→ What this task involves
Collect every line of the rows below that contains the word "white", and copy each one out in full.

[Entries drawn from a collection]
______

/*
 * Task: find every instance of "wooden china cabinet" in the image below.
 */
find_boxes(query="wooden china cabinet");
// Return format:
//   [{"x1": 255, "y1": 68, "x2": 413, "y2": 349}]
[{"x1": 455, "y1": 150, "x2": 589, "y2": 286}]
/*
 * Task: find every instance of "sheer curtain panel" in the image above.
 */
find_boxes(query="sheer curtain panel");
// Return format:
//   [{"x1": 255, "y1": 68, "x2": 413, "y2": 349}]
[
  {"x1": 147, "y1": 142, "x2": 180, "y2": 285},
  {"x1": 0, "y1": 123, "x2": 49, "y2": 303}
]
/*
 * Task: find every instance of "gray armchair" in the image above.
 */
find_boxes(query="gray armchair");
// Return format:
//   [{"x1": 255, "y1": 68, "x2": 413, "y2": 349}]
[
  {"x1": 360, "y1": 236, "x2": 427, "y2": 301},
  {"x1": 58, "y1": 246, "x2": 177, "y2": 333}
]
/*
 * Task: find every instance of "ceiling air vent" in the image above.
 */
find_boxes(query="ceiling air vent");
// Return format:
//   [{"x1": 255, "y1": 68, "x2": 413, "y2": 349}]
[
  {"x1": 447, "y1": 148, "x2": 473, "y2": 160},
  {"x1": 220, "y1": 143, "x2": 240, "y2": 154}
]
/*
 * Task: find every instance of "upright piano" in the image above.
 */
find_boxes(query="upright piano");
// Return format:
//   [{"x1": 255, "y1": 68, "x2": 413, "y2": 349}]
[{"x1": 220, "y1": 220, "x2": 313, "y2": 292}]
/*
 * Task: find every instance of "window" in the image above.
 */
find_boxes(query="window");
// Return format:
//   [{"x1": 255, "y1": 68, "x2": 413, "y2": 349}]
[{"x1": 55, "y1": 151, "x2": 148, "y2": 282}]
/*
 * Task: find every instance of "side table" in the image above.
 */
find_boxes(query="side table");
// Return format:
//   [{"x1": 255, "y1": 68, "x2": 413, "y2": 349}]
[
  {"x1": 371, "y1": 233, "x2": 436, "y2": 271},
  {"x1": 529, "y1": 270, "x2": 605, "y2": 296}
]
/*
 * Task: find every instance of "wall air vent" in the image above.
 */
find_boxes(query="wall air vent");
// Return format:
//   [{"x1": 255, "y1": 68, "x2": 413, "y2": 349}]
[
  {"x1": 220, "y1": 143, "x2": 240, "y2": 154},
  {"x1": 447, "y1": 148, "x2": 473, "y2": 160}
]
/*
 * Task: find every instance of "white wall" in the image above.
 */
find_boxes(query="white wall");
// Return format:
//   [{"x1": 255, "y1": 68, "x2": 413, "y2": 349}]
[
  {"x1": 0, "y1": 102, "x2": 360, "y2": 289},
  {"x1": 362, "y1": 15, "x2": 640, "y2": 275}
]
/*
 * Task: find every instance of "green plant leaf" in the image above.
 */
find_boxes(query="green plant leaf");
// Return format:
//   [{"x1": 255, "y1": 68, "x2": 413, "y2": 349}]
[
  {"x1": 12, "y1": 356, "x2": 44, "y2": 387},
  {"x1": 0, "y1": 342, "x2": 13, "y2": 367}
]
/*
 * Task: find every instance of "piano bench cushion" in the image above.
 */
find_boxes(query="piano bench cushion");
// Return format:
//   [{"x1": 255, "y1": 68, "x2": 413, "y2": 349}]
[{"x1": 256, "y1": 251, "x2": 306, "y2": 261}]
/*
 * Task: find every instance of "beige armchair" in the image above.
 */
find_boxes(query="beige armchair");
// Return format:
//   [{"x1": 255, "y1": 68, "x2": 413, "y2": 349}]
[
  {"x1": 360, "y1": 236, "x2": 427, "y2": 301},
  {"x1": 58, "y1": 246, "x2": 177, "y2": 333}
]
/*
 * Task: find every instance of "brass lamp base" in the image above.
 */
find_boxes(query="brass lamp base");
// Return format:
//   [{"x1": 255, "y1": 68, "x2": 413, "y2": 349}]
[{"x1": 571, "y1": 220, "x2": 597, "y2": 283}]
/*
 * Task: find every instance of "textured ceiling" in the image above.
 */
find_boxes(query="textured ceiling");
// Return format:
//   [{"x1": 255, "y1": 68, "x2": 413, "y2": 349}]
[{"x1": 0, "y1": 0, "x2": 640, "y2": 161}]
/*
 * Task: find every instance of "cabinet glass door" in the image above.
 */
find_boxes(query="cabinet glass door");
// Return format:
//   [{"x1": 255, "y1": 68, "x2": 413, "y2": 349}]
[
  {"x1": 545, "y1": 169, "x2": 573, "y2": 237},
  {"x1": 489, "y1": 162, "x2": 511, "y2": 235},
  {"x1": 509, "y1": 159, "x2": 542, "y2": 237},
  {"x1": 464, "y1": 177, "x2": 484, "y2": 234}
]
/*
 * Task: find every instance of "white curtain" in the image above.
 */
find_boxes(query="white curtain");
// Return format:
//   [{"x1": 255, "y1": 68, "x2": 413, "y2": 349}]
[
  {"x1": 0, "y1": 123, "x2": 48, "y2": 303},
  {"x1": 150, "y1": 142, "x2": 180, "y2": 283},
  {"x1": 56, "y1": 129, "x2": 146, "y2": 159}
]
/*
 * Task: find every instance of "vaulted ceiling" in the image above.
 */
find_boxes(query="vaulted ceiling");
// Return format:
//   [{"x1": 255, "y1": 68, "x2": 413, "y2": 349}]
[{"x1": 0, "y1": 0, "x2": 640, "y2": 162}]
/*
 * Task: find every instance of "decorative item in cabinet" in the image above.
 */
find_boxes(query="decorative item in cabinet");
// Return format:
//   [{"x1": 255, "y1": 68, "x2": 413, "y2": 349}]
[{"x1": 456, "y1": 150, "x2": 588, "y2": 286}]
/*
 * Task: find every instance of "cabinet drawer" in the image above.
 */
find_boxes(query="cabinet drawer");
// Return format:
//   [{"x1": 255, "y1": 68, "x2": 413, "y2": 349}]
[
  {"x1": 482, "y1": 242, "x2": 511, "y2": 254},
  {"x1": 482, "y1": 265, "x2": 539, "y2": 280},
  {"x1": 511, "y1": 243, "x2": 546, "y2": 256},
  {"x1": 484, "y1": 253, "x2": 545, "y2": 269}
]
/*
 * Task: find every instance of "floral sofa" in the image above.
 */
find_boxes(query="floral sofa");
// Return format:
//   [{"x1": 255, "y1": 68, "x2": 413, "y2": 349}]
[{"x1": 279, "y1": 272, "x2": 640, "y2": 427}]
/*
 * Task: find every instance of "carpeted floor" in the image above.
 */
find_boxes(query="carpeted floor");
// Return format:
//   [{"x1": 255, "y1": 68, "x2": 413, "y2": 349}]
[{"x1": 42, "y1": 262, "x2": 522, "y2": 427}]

______

→ Output of the exercise
 * Task: find every instance of "white wall" in the image above.
find_boxes(query="white wall");
 * Task: find every instance of "white curtain" in the image above.
find_boxes(query="white curtain");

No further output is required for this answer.